# EXTRAIT DU DOCUMENT
━━━━━━━━━━━━━━━━

On peut dire ce qu’on veut de la France, même au beau milieu d’une énorme crise, elle veille à ce que l’essentiel fonctionne – sur un plan tant symbolique que pratique. Tout ce que les gouvernements ont l’air de faire, c’est de menacer d’imposer des réductions budgétaires, d’augmenter les impôts et de repousser l’âge de la retraite. Le vieux cliché que les Français sont les premiers à prendre au sérieux et qui veut que les Etats-Unis soient le pays de l’efficacité non-stop, où personne ne prend de vacances et où tout le monde n’a d’autre souci que de produire plus que les économies étrangères, est démenti : quand les choses se gâtent, le gouvernement américain se contente de tout arrêter et quantité de gens se retrouvent en congé sans solde pour une durée indéterminée.
Il y a en France des gens qui font tout leur possible pour mettre le pays à genoux. Des fonctionnaires qui se servent de la grève comme d’un moyen de pression pour lutter contre les réductions budgétaires annoncées. Ils appellent régulièrement leurs collègues à quitter leurs salles de classe, leurs guichets, leurs centres de tri et autres afin que tout le monde soit contraint de se passer d’administration pendant quelques jours. Mais, en règle générale, ces appels restent sans effet. C’est le revers positif de l’inefficacité supposée des Français – ils se montrent aussi nonchalants quand il s’agit de mettre le pays en panne.

━━━━━━━━━━━━━━━━

# ENTRÉES
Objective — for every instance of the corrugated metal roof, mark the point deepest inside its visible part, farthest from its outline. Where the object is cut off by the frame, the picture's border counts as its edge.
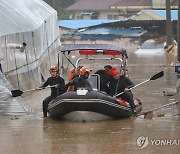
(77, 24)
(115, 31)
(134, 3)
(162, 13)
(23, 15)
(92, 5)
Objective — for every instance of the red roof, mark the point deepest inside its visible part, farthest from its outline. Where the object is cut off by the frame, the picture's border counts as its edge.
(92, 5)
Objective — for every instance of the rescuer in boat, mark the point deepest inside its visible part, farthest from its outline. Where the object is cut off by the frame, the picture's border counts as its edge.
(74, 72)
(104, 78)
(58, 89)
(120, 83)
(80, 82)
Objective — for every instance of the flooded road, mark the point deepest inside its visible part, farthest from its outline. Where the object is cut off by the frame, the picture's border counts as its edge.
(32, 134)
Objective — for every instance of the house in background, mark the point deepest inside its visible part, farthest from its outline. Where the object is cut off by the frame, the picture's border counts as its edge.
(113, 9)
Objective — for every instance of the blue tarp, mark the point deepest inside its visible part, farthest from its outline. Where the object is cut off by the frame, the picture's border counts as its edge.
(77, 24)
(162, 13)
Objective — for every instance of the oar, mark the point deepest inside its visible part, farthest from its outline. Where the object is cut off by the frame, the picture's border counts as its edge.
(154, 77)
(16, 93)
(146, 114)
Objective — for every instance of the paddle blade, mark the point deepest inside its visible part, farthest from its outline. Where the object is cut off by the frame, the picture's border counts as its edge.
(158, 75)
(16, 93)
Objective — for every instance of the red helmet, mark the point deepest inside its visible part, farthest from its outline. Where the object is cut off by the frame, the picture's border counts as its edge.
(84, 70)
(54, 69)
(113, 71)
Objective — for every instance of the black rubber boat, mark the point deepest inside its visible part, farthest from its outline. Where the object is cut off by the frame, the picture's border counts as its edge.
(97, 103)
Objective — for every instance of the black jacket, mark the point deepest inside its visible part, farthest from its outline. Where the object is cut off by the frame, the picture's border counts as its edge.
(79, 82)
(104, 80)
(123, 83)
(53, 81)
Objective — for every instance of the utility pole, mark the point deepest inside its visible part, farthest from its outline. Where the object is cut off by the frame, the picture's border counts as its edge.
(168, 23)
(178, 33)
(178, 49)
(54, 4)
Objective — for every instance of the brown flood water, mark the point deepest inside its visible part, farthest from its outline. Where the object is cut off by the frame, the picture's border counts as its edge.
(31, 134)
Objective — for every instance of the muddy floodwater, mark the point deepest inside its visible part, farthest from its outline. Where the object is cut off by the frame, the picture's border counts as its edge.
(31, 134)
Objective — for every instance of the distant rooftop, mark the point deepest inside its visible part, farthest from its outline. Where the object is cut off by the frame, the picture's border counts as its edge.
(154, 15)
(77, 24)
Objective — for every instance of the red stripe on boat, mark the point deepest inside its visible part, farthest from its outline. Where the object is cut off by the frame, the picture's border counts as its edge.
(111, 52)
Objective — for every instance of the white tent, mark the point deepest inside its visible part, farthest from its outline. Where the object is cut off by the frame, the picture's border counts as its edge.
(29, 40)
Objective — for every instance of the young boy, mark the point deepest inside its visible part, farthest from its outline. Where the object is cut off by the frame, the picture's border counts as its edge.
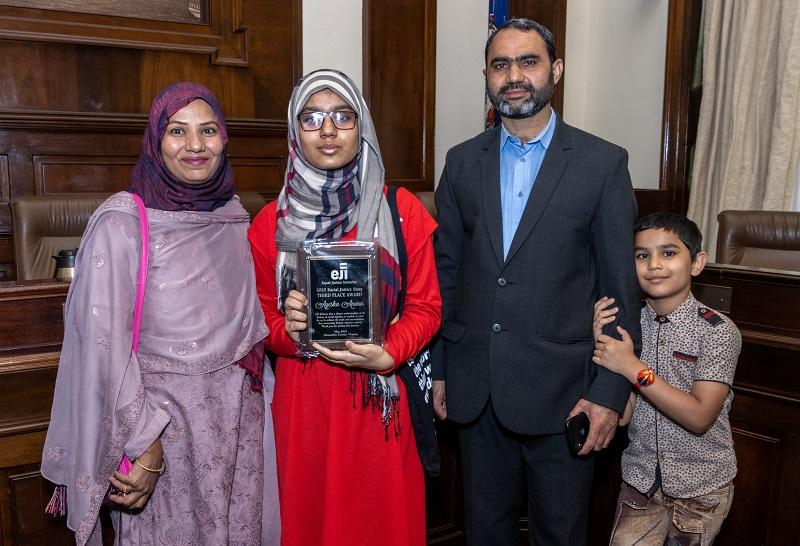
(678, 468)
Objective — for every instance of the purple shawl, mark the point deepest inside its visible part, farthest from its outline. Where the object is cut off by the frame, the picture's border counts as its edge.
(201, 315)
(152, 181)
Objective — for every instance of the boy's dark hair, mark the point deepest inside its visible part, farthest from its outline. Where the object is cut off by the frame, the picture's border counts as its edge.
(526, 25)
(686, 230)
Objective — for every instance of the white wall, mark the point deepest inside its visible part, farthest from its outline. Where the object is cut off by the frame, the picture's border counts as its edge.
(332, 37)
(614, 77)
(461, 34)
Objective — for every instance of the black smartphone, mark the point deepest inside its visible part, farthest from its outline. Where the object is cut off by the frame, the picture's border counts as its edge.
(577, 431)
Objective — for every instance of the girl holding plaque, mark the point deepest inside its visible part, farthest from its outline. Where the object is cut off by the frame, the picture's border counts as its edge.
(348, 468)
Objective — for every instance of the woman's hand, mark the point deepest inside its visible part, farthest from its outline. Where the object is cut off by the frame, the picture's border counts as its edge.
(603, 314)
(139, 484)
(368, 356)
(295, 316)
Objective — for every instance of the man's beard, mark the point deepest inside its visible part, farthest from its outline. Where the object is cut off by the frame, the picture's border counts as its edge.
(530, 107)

━━━━━━━━━━━━━━━━

# CONSIGNES
A: D'après l'extrait sur la France et les grèves, que fait le gouvernement américain quand les choses se gâtent ?
B: Poursuivez l'extrait sur la France et les grèves à partir de sa dernière phrase.

# CORRIGÉS
A: Il se contente de tout arrêter, et quantité de gens se retrouvent en congé sans solde pour une durée indéterminée.

B:
Du reste, ces tentatives de paralysie françaises ont quelque chose de différent. Elles ne sont pas dues à des politiciens qui n’arrivent pas à se mettre d’accord sur le prix à payer pour les services de la nation. Ce sont des arrêts décidés par le peuple pour le peuple. Plus démocratiques. Par conséquent, même la démocratie américaine, prétendument un modèle, est à la remorque de la France dans ce domaine. La statue de la Liberté est elle aussi fermée, ce qui a valeur de symbole : la classe politique américaine a l’air de dire aux citoyens américains qu’ils vivent bien dans le pays de la liberté, mais que cette dernière est trop chère. Tout comme leur santé, d’ailleurs, ce qui est à l’origine de la paralysie. Un ami américain me racontait comment, après avoir obtenu son doctorat, il avait accepté un emploi à plein-temps dans un centre de tri dans le seul but d’obtenir une couverture médicale qui lui permettrait de se faire opérer d’un cancer. Cela fait maintenant vingt ans que je vis en France, et depuis que je suis arrivé le gouvernement n’a cessé de dire qu’il n’avait pas les moyens de payer son généreux système de santé. N’empêche qu’il continue à le faire.
C’est pour ça que je dis toujours à mes amis français qu’ils ont beau se plaindre, ce qui est chez eux un passe-temps national, ils ne savent pas à quel point ils ont de la chance. Aux Etats-Unis, quand le gouvernement arrête tout, c’est pour de bon – et il viendra vous le faire savoir jusque dans la tombe.